** WHAT IS EXPECTED **
Pictures don't belong in the copy. Set down the lines from the one containing "Teacher note: indicate the eye in" through the last line, exactly as they are.

** ENTRIES SUPPLIED **

□ □ □ □ □ □ □

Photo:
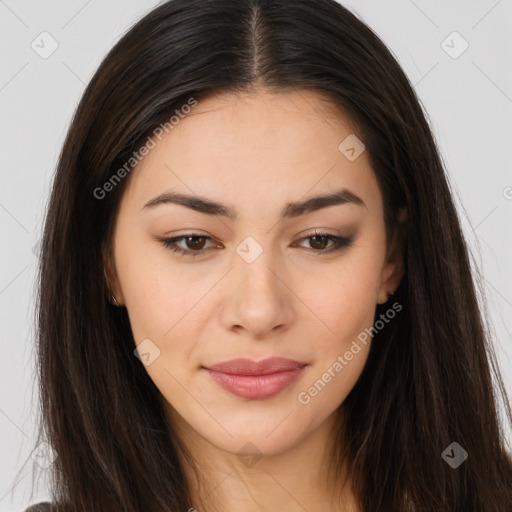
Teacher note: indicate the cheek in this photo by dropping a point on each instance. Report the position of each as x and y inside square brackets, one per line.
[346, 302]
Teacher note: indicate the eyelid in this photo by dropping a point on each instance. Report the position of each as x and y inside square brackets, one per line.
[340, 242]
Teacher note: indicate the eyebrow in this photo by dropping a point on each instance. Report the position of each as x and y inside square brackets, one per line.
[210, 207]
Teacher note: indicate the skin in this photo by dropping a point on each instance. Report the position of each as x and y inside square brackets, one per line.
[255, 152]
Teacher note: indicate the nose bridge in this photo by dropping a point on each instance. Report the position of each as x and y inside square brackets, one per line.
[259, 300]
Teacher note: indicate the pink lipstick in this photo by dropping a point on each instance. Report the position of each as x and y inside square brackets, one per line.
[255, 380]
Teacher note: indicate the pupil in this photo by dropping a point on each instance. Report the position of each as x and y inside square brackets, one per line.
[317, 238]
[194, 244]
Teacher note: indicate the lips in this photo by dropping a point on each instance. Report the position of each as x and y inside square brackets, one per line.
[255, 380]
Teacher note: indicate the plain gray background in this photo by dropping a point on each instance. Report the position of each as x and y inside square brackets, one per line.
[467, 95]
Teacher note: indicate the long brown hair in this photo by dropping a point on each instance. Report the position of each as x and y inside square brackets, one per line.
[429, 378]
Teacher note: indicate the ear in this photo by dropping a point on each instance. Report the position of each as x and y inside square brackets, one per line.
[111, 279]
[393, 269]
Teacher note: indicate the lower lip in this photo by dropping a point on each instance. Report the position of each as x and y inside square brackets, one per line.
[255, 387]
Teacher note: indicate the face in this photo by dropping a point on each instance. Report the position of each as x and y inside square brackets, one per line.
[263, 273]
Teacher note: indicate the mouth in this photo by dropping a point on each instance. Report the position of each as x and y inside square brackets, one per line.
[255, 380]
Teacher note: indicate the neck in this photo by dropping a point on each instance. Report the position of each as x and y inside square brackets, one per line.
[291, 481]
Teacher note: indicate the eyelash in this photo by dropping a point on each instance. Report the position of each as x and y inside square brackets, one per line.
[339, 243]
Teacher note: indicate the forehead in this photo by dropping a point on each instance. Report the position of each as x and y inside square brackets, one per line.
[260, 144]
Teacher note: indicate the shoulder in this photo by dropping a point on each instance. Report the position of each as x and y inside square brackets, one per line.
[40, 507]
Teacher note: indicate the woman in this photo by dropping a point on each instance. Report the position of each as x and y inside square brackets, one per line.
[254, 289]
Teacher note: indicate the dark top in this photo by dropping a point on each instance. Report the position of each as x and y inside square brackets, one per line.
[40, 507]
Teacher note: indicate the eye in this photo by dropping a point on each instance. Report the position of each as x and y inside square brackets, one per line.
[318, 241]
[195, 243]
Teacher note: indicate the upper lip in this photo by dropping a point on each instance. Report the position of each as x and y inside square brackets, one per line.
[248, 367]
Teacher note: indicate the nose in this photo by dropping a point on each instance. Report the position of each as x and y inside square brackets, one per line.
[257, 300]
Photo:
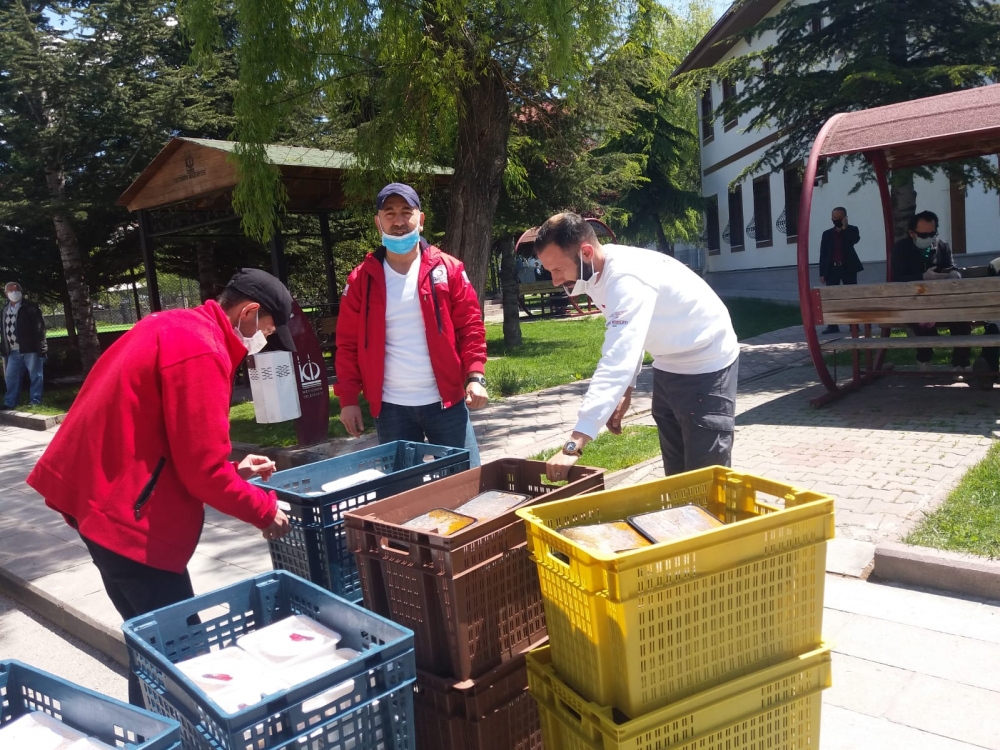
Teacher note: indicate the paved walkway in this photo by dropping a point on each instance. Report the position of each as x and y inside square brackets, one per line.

□ □ □ □ □ □ □

** FULL ANSWER **
Teacher note: indicate the eye in this photo by dropping a point on each instance. Report the position of each as x and y inside square brackets, one per line.
[318, 241]
[195, 243]
Teacher note: indicate the upper lip in this photo by dropping a point on each instance. Report the position of each as x and y inside square brackets, one per line.
[248, 367]
Teacher note: indicate the nose in this photo by dropping a point on each instance. Report the position of each as x and y inside square brackets, one per line.
[257, 300]
Photo:
Teacher note: indicate the paved walkway in this photo by dropping a point on each instance. Report the position of each as x and y inside square brackets, one per line.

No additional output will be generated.